RECORDS SHOWN:
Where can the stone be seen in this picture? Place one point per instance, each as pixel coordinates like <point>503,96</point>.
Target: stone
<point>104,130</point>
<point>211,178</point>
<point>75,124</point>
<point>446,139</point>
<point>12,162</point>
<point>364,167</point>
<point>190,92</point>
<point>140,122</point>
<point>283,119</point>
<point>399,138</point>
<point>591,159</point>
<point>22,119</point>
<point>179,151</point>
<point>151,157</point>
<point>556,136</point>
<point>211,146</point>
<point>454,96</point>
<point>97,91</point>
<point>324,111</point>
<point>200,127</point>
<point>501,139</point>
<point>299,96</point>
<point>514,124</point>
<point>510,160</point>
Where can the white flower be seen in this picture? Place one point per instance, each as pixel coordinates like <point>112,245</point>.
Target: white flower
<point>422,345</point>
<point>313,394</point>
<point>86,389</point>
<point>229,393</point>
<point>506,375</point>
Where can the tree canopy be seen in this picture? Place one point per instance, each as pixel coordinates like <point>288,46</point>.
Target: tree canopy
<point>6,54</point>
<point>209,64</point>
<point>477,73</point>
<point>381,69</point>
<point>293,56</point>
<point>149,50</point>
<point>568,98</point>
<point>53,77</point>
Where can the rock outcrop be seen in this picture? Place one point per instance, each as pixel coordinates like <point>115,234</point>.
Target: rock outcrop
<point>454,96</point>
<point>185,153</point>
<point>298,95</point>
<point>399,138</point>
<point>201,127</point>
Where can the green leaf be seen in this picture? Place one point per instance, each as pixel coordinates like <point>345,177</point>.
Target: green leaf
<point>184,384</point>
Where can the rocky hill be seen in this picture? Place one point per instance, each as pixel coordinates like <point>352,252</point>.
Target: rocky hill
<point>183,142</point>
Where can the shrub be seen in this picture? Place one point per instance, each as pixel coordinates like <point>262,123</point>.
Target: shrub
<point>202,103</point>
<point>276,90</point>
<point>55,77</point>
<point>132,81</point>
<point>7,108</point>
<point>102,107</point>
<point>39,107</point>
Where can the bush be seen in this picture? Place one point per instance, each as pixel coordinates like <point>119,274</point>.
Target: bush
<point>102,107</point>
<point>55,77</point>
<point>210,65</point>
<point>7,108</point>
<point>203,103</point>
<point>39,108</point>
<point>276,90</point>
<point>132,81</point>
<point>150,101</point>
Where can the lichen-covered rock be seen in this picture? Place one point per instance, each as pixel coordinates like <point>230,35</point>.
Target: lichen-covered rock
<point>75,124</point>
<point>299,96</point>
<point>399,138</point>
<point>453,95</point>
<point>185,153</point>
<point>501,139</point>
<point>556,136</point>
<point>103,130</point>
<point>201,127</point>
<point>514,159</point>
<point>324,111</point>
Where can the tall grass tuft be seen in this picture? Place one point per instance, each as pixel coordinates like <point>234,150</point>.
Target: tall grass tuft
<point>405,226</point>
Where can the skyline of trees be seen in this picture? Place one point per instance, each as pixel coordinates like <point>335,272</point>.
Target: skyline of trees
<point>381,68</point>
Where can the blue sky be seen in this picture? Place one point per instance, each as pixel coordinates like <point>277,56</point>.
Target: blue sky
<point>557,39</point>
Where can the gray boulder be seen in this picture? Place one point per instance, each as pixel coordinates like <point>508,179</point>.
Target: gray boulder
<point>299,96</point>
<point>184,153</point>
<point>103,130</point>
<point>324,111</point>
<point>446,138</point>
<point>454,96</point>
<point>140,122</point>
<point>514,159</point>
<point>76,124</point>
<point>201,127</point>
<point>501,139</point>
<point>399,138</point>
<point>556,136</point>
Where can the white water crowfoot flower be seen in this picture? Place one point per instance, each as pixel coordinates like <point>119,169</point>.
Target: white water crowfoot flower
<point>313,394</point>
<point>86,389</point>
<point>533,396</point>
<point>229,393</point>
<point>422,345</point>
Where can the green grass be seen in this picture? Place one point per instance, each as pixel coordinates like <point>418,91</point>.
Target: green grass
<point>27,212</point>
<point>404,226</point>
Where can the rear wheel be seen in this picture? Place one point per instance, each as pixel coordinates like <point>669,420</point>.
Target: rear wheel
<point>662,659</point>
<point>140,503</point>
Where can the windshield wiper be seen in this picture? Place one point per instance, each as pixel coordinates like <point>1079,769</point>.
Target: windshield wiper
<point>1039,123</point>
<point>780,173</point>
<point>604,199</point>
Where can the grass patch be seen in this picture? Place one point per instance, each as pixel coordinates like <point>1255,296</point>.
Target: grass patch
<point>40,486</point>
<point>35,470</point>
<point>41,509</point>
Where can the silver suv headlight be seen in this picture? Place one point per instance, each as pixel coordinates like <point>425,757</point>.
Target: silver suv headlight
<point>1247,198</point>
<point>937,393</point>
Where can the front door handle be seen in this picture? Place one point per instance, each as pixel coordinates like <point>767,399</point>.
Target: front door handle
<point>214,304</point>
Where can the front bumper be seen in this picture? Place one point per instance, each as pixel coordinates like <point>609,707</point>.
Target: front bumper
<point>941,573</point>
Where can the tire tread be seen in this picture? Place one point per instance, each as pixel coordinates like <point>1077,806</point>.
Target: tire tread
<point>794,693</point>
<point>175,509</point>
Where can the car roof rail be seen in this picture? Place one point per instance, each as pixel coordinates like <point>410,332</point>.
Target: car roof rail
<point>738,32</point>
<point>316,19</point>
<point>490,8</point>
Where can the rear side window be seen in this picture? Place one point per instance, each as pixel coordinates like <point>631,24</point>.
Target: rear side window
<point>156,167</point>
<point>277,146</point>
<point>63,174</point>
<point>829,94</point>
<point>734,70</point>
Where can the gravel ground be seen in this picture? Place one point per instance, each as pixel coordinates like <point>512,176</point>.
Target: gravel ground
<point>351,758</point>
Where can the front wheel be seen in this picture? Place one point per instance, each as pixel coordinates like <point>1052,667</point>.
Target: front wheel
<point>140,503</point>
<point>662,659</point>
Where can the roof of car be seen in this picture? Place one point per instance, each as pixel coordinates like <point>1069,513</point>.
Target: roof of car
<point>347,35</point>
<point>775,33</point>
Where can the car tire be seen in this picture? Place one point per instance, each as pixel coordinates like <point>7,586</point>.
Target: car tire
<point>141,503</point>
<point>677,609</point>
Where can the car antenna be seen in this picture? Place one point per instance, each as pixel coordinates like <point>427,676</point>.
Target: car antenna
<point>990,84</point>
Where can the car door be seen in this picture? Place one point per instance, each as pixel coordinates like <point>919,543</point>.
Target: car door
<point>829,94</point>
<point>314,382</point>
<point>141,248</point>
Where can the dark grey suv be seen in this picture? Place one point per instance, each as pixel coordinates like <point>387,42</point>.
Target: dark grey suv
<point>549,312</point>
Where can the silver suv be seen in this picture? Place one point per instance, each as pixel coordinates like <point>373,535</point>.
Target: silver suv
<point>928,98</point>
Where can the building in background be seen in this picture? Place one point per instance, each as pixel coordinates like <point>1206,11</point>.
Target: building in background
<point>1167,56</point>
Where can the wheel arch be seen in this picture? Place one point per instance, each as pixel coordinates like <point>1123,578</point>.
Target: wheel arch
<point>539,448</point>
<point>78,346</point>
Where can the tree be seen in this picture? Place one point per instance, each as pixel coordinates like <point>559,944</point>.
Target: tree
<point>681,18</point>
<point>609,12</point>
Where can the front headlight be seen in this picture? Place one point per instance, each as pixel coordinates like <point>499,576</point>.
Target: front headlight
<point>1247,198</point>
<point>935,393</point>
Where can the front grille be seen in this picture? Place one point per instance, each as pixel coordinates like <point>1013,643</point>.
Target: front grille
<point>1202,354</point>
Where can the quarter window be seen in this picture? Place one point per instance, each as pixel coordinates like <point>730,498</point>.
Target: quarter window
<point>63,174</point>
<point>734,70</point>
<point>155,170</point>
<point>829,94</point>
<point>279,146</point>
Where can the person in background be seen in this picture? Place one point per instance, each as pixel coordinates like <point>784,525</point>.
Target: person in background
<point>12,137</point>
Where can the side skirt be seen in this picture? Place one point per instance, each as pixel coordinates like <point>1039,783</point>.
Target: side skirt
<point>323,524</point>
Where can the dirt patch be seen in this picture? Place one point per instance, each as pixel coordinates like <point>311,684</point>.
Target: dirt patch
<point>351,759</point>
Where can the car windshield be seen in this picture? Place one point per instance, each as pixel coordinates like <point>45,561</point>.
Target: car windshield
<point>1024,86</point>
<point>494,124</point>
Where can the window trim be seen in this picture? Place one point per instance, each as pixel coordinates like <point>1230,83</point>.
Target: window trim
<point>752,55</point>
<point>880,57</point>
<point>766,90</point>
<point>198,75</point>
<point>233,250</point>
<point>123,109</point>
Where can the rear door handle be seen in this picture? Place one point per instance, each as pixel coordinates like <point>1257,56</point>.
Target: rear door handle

OBJECTIVE: Recast the listing from its first line through the line containing "<point>283,119</point>" as a Markdown table with the columns Row and Line, leaving out blank lines.

SOLVED PROBLEM:
| Row | Line |
|---|---|
| 1 | Where can the stone be seen in this picture? Place one point per instance, each as pixel coordinates like <point>503,96</point>. |
| 2 | Target: stone |
| 3 | <point>104,130</point> |
| 4 | <point>211,178</point> |
| 5 | <point>75,124</point> |
| 6 | <point>446,139</point> |
| 7 | <point>12,162</point> |
| 8 | <point>364,167</point> |
| 9 | <point>190,92</point> |
| 10 | <point>140,122</point> |
| 11 | <point>283,119</point> |